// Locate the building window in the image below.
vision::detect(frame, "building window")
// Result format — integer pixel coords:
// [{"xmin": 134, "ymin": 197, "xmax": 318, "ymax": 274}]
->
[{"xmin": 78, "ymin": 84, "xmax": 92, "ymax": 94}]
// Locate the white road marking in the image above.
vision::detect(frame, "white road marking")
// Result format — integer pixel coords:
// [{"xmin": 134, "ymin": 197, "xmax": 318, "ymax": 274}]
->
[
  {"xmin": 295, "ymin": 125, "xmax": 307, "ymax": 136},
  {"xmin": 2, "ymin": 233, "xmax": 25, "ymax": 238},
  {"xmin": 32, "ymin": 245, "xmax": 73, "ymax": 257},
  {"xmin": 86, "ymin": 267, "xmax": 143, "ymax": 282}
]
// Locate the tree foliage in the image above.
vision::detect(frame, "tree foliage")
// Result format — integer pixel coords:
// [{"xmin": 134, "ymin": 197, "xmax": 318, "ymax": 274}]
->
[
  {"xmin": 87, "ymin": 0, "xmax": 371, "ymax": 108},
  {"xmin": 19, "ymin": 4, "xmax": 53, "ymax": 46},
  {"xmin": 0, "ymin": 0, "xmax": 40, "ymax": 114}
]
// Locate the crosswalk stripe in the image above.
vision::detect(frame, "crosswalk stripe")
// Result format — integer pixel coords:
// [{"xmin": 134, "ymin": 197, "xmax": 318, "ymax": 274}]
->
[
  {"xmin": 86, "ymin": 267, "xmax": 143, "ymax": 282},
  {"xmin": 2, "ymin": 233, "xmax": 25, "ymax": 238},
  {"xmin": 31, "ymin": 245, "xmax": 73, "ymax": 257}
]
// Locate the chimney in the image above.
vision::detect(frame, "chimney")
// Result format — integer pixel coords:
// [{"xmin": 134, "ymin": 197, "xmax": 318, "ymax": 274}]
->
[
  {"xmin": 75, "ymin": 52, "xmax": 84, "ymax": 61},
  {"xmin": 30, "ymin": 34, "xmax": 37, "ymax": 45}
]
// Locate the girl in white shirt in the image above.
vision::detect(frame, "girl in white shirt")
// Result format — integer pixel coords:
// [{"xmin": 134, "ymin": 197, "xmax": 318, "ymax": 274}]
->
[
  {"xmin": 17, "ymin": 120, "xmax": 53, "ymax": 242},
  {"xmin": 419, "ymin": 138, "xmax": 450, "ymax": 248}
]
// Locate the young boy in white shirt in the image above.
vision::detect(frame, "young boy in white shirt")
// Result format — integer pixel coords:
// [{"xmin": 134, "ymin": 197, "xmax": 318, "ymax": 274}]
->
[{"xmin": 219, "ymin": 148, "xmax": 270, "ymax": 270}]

****************************************

*GOAL OF THE EXERCISE*. Starting at the line that contains "chimney in the image above." and running through the last line of the records above, give each line as one string in a JSON list, leaving out blank lines.

*SOLUTION FOR THIS EXERCISE*.
[
  "// Locate the chimney in the image above.",
  "vision::detect(frame, \"chimney\")",
  "// Result format — integer pixel coords:",
  "// [{\"xmin\": 134, \"ymin\": 197, \"xmax\": 318, \"ymax\": 274}]",
  "->",
  "[",
  "  {\"xmin\": 75, \"ymin\": 52, \"xmax\": 84, \"ymax\": 61},",
  "  {\"xmin\": 30, \"ymin\": 34, \"xmax\": 37, \"ymax\": 45}",
  "]",
  "// Locate the girl in white shirt in the image above.",
  "vision::detect(frame, \"girl in white shirt\")",
  "// Result format — integer pixel coords:",
  "// [{\"xmin\": 134, \"ymin\": 197, \"xmax\": 318, \"ymax\": 274}]",
  "->",
  "[",
  "  {\"xmin\": 17, \"ymin\": 120, \"xmax\": 53, \"ymax\": 242},",
  "  {\"xmin\": 419, \"ymin\": 138, \"xmax\": 450, \"ymax\": 248}",
  "]",
  "// Locate the young boy in white shirt in the image above.",
  "vision::detect(frame, \"young boy in white shirt\")",
  "// Result format — integer pixel coords:",
  "// [{\"xmin\": 134, \"ymin\": 197, \"xmax\": 318, \"ymax\": 274}]",
  "->",
  "[{\"xmin\": 219, \"ymin\": 148, \"xmax\": 270, \"ymax\": 270}]"
]